Supplied entries:

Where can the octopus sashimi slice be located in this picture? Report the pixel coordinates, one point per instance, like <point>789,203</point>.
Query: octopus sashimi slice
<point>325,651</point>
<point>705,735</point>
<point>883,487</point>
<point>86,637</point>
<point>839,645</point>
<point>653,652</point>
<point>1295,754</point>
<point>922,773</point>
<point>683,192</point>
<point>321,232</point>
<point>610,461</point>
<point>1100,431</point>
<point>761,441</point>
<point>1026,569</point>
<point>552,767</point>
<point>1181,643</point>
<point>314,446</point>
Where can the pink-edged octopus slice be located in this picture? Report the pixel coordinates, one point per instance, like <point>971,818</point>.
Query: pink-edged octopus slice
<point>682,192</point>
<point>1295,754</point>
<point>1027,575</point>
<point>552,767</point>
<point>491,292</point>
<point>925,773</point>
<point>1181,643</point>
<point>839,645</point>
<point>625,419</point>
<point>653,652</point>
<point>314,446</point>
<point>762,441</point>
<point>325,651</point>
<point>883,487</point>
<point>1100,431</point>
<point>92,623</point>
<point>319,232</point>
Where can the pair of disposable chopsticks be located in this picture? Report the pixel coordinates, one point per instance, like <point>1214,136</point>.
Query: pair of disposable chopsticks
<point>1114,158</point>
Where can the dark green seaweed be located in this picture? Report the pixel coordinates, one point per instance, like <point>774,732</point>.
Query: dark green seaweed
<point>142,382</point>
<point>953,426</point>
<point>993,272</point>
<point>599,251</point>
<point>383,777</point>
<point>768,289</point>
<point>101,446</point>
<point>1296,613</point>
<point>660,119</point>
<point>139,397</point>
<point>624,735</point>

What the exercise asks:
Only one thing belongs in the reply: the exact lines of the listing above, from the one with "Where can the pair" through its last line.

Solved exercise:
Where can the pair of disposable chopsticks be located in this picture? Report the pixel coordinates, one point per instance, like <point>1214,136</point>.
Query: pair of disposable chopsticks
<point>1114,158</point>
Where can the dark green seaweed be located in this picture? Report the pixel coordinates, one point per instance, like <point>774,732</point>.
Query: dark green seaweed
<point>142,382</point>
<point>953,426</point>
<point>993,272</point>
<point>599,251</point>
<point>383,777</point>
<point>768,289</point>
<point>101,446</point>
<point>1296,613</point>
<point>660,119</point>
<point>139,397</point>
<point>624,735</point>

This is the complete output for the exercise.